Petit à petit, le kentucky fait davantage sentir sa présence, notamment au niveau de la structure : une acidité et une amertume policées contrebalancent désormais les sucres. Par contre, niveau goût il se montre toujours aussi discret. La combinaison des trois ingrédients produit des saveurs terreuses, torréfiées, boisées et épicées accentuées d’un goût de mélasse qui perdurent jusqu’à la fin.

Tout comme le Golden Sliced, le Dark Strong Kentucky s’est posé comme objectif de plaire au plus grand nombre. C’est donc un mélange bien fait qui ne peut déranger personne. C’est incontestablement un atout. Seulement voilà, de la part d’un blend baptisé Dark Strong Kentucky> je m’attends non pas à un produit passe-partout, mais à un tabac au caractère bien affirmé, c’est-à-dire impétueux, rustre et entêté. Finalement, la neutre et insignifiante dénomination Nr. 5 sied mieux à ce flake sans histoires.

Cornell & Diehl, Oriental Silk

Nomen est omen. En ouvrant le bocal Le Parfait rempli en septembre 2014, je m’attends donc à une fumée soyeuse aux saveurs de tabacs d’Orient et je m’en réjouis d’avance.

Bizarre : la couleur brun foncé du contenu de mon bocal ne correspond pas du tout aux tons fauves et orangés que révèlent les photos sur divers sites. Et quand je hume le mélange de brins et de broken flakes, je suis consterné. Elles sont où ces fameuses herbes d’Orient ? Je sens un fond terreux, une chaleur de fruits à l’alcool, une vague odeur d’acétone et surtout, avant tout, de mornes et sombres relents de renfermé et de moisi caractéristiques de perique. Dans une dégustation à l’aveugle, je n’hésiterais pas : voilà du VA/perique. Ca alors.

Je consulte le site web de C&D : du perique, du virginia blond en ribbons et en flakes, et des flakes turcs. Je ne sais pas si c’est significatif, mais je note tout de même que le perique est mentionné en premier.

Entrées de pointage d’objets nommés

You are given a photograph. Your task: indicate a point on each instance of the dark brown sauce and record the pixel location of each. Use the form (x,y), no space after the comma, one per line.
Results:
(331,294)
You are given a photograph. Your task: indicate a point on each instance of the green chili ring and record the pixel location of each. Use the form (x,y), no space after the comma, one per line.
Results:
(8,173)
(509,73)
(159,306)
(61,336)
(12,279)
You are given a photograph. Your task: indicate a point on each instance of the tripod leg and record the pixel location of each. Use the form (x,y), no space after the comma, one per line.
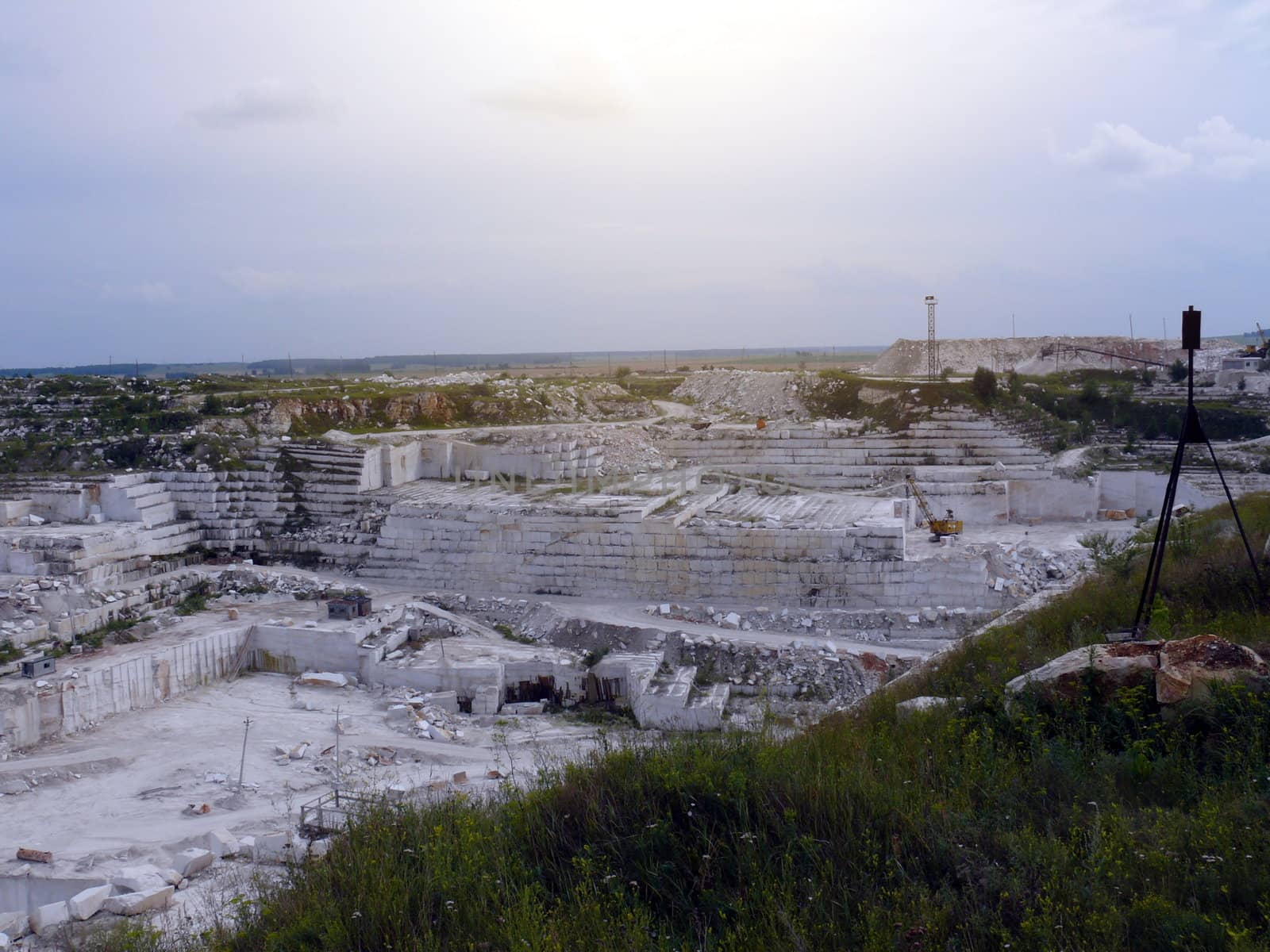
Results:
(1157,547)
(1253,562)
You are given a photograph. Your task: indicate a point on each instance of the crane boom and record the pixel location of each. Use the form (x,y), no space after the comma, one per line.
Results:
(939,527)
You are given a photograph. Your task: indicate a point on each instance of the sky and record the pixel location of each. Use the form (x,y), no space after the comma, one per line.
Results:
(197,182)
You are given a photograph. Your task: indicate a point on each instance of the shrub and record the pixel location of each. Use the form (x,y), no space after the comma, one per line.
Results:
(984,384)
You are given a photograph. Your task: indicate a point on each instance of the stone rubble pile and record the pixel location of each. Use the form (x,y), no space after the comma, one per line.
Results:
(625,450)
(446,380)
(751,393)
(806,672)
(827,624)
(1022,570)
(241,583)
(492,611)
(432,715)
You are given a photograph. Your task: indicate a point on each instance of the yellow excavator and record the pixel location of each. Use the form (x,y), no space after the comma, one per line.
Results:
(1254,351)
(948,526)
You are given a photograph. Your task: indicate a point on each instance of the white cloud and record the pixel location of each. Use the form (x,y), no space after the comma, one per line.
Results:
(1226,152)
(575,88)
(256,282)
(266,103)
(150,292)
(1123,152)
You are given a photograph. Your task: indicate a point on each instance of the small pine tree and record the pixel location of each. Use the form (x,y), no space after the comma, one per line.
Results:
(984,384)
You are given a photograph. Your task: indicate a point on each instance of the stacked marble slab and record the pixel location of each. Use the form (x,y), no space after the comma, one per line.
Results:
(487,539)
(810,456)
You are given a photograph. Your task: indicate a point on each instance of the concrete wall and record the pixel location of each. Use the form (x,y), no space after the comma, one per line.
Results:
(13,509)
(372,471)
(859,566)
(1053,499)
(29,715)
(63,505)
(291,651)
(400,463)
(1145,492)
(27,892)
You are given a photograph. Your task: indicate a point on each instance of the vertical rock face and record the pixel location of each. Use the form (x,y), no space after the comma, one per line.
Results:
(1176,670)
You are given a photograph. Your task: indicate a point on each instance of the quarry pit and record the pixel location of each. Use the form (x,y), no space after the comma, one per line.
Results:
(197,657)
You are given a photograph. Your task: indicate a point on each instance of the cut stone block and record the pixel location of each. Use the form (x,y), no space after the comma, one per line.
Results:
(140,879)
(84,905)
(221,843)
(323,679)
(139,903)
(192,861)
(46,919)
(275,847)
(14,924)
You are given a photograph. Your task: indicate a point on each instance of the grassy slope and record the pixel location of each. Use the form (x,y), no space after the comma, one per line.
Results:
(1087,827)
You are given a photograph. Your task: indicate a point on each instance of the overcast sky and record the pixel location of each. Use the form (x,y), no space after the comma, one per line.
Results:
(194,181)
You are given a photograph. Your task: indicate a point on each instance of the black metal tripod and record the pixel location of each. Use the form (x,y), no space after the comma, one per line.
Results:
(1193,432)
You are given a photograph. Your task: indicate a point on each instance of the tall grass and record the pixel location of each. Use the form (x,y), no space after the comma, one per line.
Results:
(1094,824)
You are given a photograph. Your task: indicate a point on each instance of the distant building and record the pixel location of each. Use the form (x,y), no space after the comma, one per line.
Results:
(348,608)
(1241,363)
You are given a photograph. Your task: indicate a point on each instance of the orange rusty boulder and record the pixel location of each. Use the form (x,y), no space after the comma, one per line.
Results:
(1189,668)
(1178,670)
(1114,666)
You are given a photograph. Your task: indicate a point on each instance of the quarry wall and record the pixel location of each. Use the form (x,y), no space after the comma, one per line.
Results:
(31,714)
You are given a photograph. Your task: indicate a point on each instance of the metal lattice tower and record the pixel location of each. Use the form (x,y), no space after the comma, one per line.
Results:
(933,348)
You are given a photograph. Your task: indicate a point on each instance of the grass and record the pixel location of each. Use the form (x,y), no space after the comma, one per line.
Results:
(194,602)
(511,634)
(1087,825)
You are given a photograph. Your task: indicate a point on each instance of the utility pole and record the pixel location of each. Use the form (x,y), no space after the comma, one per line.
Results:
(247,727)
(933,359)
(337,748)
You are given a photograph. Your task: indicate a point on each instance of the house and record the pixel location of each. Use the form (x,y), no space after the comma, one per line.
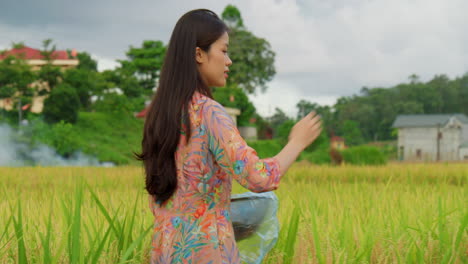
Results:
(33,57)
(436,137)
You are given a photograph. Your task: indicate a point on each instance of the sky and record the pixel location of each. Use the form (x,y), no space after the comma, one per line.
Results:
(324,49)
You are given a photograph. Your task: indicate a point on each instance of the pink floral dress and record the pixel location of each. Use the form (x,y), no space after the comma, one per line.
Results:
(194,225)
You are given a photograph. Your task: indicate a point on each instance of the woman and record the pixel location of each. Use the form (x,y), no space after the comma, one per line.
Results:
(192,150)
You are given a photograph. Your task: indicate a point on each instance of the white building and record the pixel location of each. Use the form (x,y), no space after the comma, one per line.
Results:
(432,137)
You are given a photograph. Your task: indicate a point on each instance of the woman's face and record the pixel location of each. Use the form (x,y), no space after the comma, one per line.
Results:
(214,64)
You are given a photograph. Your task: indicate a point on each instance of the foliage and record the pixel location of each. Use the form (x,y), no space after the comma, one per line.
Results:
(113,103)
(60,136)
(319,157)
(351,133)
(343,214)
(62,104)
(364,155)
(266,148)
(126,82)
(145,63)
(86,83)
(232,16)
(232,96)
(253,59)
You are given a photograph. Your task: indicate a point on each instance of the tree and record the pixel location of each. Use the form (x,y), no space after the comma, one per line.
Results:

* **Tâches à réaliser**:
• A. Répondez à ces questions sur l’extrait :
(i) Quelle dénomination sied mieux au Dark Strong Kentucky ?
(ii) Quand le bocal Le Parfait a-t-il été rempli ?
(iii) Quel tabac le site web de C&D mentionne-t-il en premier ?
• B. Extrayez des enregistrements chaque ligne qui contient la chaîne "face", en tenant compte de la casse.
Les enregistrements n’ont aucun lien avec l’extrait.

* **Corrigé des tâches**:
• A.
(i) Nr. 5
(ii) En septembre 2014
(iii) Le perique

• B.
You are given a photograph. Your task: indicate a point on each instance of the vertical rock face and record the pixel location of each. Use the form (x,y), no space after the comma, one per line.
You are given a photograph. Your task: indicate a point on each instance of the woman's face and record the pixel location of each. Use the form (x,y), no space after the comma, one per line.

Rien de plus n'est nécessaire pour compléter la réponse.